__About this task__: A full and exact copy of the listing that follows is needed.

___ Input material ___

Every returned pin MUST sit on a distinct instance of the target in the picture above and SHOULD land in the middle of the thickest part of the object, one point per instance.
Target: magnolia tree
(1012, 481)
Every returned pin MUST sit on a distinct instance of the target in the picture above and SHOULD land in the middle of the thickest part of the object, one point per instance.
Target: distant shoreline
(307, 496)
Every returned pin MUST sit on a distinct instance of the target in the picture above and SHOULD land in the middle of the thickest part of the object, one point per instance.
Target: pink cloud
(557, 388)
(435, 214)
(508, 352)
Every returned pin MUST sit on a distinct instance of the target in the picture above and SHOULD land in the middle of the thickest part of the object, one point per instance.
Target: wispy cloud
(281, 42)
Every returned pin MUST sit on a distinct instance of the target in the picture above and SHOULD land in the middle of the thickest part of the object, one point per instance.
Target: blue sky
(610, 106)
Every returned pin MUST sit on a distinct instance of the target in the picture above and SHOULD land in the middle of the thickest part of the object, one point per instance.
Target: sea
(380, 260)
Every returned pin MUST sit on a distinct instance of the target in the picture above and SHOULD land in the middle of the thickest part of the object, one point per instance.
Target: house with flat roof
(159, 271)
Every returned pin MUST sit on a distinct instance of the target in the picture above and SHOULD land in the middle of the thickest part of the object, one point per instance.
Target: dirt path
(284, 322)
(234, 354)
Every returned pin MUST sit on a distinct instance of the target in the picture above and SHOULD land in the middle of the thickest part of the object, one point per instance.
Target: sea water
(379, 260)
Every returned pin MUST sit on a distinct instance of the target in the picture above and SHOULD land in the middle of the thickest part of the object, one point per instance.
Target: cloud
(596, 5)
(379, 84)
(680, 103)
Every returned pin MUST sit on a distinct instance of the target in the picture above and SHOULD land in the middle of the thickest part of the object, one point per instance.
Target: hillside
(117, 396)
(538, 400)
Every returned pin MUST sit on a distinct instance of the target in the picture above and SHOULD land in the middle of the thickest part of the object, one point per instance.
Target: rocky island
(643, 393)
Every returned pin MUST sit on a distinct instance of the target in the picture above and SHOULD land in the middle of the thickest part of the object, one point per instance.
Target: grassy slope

___

__Solution below__:
Every returned pin MUST sit on a distinct instance of the target in the picture above and SHOULD land in the middle of the thickest part of the object, one point per instance.
Target: magnolia tree
(1012, 481)
Every returned pin MUST sit on a distinct instance of the target in the picture above and SHOULD land in the middle of the thickest part of the object, one point per instance.
Target: distant shoreline
(307, 496)
Every returned pin MUST sit on a distinct instance of the target in the picture above and SHOULD land in the middle of the thickest part of the object, one point per instance.
Target: pink cloud
(557, 388)
(435, 214)
(508, 352)
Every returned pin MUST sit on a distinct instance of the target in the picture above and SHOULD land in the middle of the thickest part of the object, one point per instance.
Target: wispy cloud
(281, 42)
Every returned pin MUST sit on a distinct instance of the target in the picture above and SHOULD land in the middle of the thickest part of the object, one point per instance.
Target: blue sky
(610, 106)
Every returned pin MUST sit on a distinct instance of the target in the picture above and SHOULD land in the middle of the thickest part of the object, one point per instance.
Target: sea
(380, 260)
Every returned pin MUST sit on a distinct instance of the target in the picture above and SHOULD land in the middle of the thickest part of the object, one point per instance.
Target: house with flat roof
(159, 271)
Every returned pin MUST sit on a distinct instance of the target in the picture above and SHOULD land in the middle of the thickest part of the object, one point per instance.
Target: dirt path
(284, 322)
(234, 354)
Every returned pin MUST sit on a distinct instance of the target in the picture above and SHOULD land in the middle of the thickest part of the object, one point per instance.
Target: sea water
(379, 260)
Every returned pin MUST sit on a distinct instance of the target in the picture above and SHOULD land in the middle of the thickest part of the object, one point per instance.
Target: cloud
(596, 5)
(379, 84)
(680, 103)
Every returned pin MUST sit on a distinct instance of the target in the picture above and SHOULD land in the middle of the thickest part of the object, one point per instance.
Target: hillside
(117, 396)
(538, 400)
Every returned pin MUST sit on a distinct instance of the target in the picture above and SHOULD land in the middle of the thickest part of the object, one point per instance.
Target: rocky island
(643, 393)
Every returned pin MUST sit on a distinct instance of the target in the picture above and SHOULD land in the middle of the thickest part of the object, one point per instance.
Target: grassy slope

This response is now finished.